Selected passage START

By Safa Dhiyab
Extraordinary elements play a key role in characterisation in folktales. They reshape the character. These elements transformed King Saif bin Dhi Yazan, a child and a homeless young man, into a self-confident man who could fight any battle and emerge victorious. He could cross deserts without fearing the unknown and swim vast seas without knowing which land awaited him because he was certain that invisible metaphysical powers would protect him.
There are also internal extraordinary elements to the character, which may be biological, personal or psychological, whether the character is human, a jinn or inanimate. Shu’ayb Hulayfi states that there are two powers that shape the characteristics of an extraordinary character: internal and external. The extraordinary character is built up meticulously to reflect the character’s psychology and mentality.
When discussing the extraordinary character, we must search for the things that make the character extraordinary, taking the setting into account because the fictional setting plays a big role in the personification of the character.
Hulayfi explained that the extraordinary tale includes extraordinary actions, language and functions. Greimas said that the extraordinary elements are active units dependent on the structural semiotics. According to Lotman, the extraordinary tale is a collection of distinctive supernatural qualities, and the extraordinary character is a rich character created by intensive imagery.
The elements added by the narrator collaborate with the other extraordinary elements to weave an integrated web and make the characters more compelling.
The extraordinary character is an unusual being formed with unusual words with which the narrator endeavours to shape a fictional being from an ordinary one. The narrator combines the characteristics of different creatures to create a new character or to animate an inanimate object such as wood or ruby. If we look at the fictional characteristics of the extraordinary, we notice how valuable they are, because they add diversity and enrich every element of the tale.

Selected passage END
Given data START

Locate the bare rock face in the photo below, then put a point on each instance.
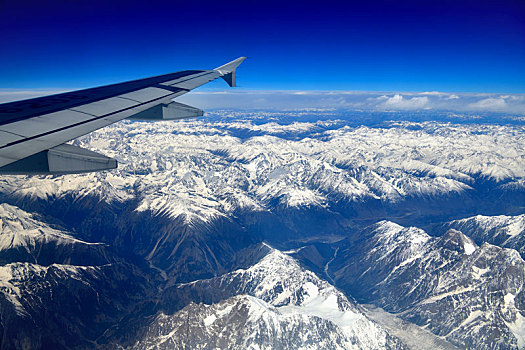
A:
(183, 229)
(471, 295)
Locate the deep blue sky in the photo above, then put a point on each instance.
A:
(381, 45)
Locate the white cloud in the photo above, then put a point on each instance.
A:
(397, 101)
(489, 104)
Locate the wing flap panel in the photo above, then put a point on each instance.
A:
(46, 123)
(63, 159)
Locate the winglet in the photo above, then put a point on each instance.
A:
(227, 71)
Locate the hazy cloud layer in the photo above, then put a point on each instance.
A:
(360, 100)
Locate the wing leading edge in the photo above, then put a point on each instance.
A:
(33, 132)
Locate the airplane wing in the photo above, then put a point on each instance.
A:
(33, 132)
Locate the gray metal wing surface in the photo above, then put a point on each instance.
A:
(33, 132)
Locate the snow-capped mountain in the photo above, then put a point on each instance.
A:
(274, 303)
(122, 258)
(201, 170)
(471, 295)
(502, 230)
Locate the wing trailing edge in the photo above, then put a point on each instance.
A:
(34, 132)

Given data END

(Exercise requirements):
Return, word for word, the part of the passage on extraordinary characters in folktales starting at "Hulayfi explained that" and ending at "characters more compelling.".

(Result below):
Hulayfi explained that the extraordinary tale includes extraordinary actions, language and functions. Greimas said that the extraordinary elements are active units dependent on the structural semiotics. According to Lotman, the extraordinary tale is a collection of distinctive supernatural qualities, and the extraordinary character is a rich character created by intensive imagery.
The elements added by the narrator collaborate with the other extraordinary elements to weave an integrated web and make the characters more compelling.